▸ Document excerpt:
Lussuria’s works have always been defined by their intricate construction, and Under Crumbled Stairs is no different. Here, Jim Mroz descends once more into the darkness of the human mind to unearth something terrifying. The main guide is the dark ambient lineage, but Mroz further expands the scope. The scenery is augmented via musique concrete methodologies, where samples and fragments of reality add depth. The electronic backbone is strengthened through the usual industrial applications, but dark techno motifs also arise from the shadows. But, it is Lussuria’s restrained approach that clinches this work. It is an ability to produce something challenging while retaining a minimal point of view.
Apart from the obvious, this being the collaboration between two legends of the broader electronic sphere, Extinct displays a transformative process. Not so much on the side of the audience, but on the side of the creators. The interaction between Merzbow’s noise and Meat Beat Manifesto’s IDM is not static, it deeply affects the two creators. As the two long-form compositions unfold one entity devours the other, spits it back out but it is no longer the same. The beats of MBM carry the power electronics of Merzbow, and through the latter’s noise applications, a decapitated rhythmic structure is born. It makes Extinct a unique and transformative release on both artists’ stellar discographies.
Fir - De Stilte van God
Tour de Garde, 2024
The Spectre has departed (at least for a moment) the Old Tower and is now roaming in the black metal fields of Fir. The project’s debut, De Stilte van God is a return to the ‘90s Scandinavian scene and its grim demeanor. The fury of “Morgenster” is bright and intense, while the sorrow of “Laatste Licht” runs deep. Still, the shadow of the Old Tower looms over De Stilte van God, and Fir traverse the dark ambient space, but they never lose sight of their lunar black metal.
Spectral Voice - Sparagmos
Dark Descent, 2024
Sure, crushing riffs and unearthly vocals are always cool. But, on their own, they are not enough. For Spectral Voice this fact was always obvious, and it resulted in one of the best death/doom records of the past decade in Eroding Corridors of Undoing. Now, they surpass their previous feat with a deeply disturbing and astute work in Sparagmos. Much like its namesake, the listening experience is excruciating. It feels like slowly being ripped apart by the droning melodies, the endless echoes, the harrowing psychedelic tinges, and the dark ambient spaces. It is final and inescapable.

▸ Prompt 1: Revise the stretch of the album reviews from "Fir - De Stilte" through "lunar black metal.", putting "Ancient Tower" wherever "Old Tower" occurs.
▸ Prompt 2: According to the album reviews, why did Spectral Voice produce one of the best death/doom records of the past decade in Eroding Corridors of Undoing?
The lines that follow are separate material, unconnected to the album reviews.

[Saved entries]
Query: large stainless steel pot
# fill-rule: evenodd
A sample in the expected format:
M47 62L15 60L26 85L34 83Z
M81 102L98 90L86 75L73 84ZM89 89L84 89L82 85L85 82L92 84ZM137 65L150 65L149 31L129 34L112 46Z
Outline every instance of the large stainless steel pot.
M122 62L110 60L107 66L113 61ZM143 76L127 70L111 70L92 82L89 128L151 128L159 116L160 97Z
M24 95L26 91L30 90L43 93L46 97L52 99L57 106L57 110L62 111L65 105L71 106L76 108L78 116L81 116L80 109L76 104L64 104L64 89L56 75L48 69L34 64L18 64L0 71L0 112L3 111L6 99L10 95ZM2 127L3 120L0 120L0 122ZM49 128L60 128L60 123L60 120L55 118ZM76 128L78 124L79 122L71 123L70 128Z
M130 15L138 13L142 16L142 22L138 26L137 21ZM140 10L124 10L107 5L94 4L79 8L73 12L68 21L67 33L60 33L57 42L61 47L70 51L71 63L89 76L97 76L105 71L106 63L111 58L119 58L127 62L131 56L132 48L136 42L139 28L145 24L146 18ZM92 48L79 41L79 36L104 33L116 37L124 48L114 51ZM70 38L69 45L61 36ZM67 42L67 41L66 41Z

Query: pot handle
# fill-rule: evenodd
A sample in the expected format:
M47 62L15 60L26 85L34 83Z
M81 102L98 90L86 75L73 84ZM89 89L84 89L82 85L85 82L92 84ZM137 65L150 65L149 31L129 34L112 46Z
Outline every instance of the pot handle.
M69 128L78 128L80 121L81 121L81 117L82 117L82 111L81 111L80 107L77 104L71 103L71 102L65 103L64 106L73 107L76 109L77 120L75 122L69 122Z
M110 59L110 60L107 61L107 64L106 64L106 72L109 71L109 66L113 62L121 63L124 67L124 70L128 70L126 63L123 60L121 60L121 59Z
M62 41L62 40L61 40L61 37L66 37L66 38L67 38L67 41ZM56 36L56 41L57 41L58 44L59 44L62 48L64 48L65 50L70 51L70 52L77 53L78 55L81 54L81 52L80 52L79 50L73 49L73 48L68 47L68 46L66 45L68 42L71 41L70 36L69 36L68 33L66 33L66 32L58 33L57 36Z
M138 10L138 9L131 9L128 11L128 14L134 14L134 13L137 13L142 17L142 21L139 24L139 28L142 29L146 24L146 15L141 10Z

▸ Expected output 1:
Fir - De Stilte van God
Tour de Garde, 2024
The Spectre has departed (at least for a moment) the Ancient Tower and is now roaming in the black metal fields of Fir. The project’s debut, De Stilte van God is a return to the ‘90s Scandinavian scene and its grim demeanor. The fury of “Morgenster” is bright and intense, while the sorrow of “Laatste Licht” runs deep. Still, the shadow of the Ancient Tower looms over De Stilte van God, and Fir traverse the dark ambient space, but they never lose sight of their lunar black metal.

▸ Expected output 2: The band always understood that crushing riffs and unearthly vocals, though cool, are not enough on their own. That awareness resulted in Eroding Corridors of Undoing becoming one of the best death/doom records of the past decade.